◆ **WRITTEN PROBLEM**
Find the line that contains "of the brand". Repeat that line and all lines following it, exactly, through the end of the listing below.

========================================================================

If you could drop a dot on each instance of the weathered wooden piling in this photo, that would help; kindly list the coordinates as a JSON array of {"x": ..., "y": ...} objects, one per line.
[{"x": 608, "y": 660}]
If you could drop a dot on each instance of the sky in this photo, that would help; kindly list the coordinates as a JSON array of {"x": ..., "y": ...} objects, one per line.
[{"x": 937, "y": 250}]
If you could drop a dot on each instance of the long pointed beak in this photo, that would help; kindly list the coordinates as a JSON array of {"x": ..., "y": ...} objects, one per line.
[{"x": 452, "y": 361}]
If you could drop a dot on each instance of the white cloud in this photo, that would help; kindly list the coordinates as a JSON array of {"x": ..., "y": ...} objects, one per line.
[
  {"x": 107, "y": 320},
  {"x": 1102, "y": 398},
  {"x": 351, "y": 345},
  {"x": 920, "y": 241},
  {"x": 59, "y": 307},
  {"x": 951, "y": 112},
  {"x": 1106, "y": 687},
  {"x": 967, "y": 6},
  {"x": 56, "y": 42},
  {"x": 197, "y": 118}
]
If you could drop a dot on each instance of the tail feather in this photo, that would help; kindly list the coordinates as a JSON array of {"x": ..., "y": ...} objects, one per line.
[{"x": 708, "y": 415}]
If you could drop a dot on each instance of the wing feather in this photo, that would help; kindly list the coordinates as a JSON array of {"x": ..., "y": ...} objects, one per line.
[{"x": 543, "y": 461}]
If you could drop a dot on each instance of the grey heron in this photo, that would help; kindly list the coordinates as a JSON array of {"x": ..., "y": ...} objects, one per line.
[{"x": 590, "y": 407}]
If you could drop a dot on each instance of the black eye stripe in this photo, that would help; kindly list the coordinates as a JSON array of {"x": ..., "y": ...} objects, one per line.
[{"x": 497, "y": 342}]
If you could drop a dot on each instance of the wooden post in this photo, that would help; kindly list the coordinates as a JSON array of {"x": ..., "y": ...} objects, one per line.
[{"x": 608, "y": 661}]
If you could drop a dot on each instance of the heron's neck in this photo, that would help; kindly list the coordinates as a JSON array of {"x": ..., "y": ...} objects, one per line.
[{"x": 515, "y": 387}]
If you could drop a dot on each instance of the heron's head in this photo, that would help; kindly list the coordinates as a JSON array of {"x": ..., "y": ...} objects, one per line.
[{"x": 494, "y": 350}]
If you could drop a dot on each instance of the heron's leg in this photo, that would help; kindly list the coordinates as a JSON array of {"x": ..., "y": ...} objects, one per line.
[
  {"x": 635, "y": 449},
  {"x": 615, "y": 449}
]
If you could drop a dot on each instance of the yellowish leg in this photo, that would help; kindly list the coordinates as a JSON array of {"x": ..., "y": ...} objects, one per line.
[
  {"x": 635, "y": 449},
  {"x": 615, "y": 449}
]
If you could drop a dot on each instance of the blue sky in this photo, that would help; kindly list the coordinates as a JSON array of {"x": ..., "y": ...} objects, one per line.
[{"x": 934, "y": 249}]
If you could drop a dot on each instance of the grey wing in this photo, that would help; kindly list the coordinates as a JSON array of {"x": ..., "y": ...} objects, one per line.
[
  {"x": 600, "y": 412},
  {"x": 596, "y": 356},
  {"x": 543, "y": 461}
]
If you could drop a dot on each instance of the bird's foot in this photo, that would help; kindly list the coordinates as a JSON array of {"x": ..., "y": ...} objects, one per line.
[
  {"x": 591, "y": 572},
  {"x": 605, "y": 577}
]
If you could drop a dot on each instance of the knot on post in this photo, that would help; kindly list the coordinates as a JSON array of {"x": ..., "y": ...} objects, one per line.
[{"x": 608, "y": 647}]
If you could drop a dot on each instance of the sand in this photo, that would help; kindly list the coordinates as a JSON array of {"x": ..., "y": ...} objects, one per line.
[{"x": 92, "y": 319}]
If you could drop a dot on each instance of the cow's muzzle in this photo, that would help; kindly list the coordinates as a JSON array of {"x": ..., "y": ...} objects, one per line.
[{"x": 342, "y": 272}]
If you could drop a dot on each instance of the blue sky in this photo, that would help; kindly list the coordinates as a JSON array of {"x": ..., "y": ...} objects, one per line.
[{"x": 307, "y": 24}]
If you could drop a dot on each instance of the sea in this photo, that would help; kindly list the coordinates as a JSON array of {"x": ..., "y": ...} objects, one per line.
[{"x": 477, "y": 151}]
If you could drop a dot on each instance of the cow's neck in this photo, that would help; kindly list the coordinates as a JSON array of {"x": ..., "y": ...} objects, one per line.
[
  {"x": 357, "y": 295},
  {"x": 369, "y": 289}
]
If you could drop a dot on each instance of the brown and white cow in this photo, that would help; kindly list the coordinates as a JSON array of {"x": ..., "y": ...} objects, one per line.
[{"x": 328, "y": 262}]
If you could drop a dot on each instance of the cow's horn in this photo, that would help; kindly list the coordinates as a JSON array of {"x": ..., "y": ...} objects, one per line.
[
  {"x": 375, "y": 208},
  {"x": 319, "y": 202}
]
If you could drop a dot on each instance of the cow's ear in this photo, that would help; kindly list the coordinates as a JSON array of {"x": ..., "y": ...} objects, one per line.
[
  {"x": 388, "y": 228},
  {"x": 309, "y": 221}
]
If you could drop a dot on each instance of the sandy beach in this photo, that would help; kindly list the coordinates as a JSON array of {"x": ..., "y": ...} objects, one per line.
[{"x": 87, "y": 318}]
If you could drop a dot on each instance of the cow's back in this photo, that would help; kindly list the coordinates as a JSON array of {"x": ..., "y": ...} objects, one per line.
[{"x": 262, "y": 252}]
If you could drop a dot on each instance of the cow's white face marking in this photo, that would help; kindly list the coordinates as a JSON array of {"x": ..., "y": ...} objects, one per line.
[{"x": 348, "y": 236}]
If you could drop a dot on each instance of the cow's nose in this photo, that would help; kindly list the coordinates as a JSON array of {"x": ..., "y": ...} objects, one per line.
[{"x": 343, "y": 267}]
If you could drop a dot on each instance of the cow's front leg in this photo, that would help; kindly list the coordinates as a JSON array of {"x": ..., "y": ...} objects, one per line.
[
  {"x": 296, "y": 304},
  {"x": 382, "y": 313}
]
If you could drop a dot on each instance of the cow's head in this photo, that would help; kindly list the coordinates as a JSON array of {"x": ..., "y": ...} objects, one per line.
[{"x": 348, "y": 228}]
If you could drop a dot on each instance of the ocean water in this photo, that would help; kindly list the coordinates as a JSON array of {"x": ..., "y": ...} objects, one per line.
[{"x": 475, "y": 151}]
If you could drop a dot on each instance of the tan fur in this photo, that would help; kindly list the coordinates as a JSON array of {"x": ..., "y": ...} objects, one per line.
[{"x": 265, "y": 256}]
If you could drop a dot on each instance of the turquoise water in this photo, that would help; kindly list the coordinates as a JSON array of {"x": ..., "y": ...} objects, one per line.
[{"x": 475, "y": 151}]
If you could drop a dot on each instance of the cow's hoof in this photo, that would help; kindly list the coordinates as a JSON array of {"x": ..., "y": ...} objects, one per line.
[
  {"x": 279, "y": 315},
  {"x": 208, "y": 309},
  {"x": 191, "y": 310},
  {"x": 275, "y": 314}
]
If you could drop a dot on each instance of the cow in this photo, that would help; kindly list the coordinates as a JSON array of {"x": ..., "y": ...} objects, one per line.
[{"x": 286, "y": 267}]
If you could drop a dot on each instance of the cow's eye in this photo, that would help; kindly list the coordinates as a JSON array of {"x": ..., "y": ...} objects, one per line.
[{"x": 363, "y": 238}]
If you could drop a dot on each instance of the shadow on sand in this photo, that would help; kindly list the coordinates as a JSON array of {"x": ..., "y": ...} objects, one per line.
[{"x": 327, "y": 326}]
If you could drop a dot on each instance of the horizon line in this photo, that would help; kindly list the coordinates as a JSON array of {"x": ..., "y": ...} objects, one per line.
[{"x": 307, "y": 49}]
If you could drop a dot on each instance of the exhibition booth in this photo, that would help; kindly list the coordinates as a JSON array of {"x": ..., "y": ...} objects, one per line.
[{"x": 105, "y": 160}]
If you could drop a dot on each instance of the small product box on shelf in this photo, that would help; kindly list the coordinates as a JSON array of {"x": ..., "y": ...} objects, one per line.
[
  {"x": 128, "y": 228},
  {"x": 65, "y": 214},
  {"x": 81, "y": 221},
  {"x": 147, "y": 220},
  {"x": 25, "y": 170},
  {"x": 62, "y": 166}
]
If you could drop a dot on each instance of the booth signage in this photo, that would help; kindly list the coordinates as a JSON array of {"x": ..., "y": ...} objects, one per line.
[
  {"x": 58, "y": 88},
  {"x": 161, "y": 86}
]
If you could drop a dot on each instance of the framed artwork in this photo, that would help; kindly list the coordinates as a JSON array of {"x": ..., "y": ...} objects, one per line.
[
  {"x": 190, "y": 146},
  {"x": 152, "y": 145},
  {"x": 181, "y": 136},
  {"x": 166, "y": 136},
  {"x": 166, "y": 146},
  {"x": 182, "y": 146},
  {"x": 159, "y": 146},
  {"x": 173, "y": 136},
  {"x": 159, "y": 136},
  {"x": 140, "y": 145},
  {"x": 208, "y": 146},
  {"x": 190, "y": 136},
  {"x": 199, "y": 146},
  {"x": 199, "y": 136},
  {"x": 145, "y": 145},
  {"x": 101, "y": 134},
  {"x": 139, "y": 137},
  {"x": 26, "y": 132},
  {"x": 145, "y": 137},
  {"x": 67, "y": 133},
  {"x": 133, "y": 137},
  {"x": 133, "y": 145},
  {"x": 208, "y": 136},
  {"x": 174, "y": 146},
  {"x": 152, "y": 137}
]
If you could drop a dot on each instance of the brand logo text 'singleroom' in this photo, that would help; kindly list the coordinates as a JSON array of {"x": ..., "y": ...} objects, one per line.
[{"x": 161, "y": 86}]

========================================================================

◆ **ANSWER TO THIS TASK**
If you could drop a dot on each instance of the brand logo text 'singleroom' in this photo, that would help; kindly list the coordinates as a JSON array of {"x": ..., "y": ...} objects, one per line.
[{"x": 161, "y": 86}]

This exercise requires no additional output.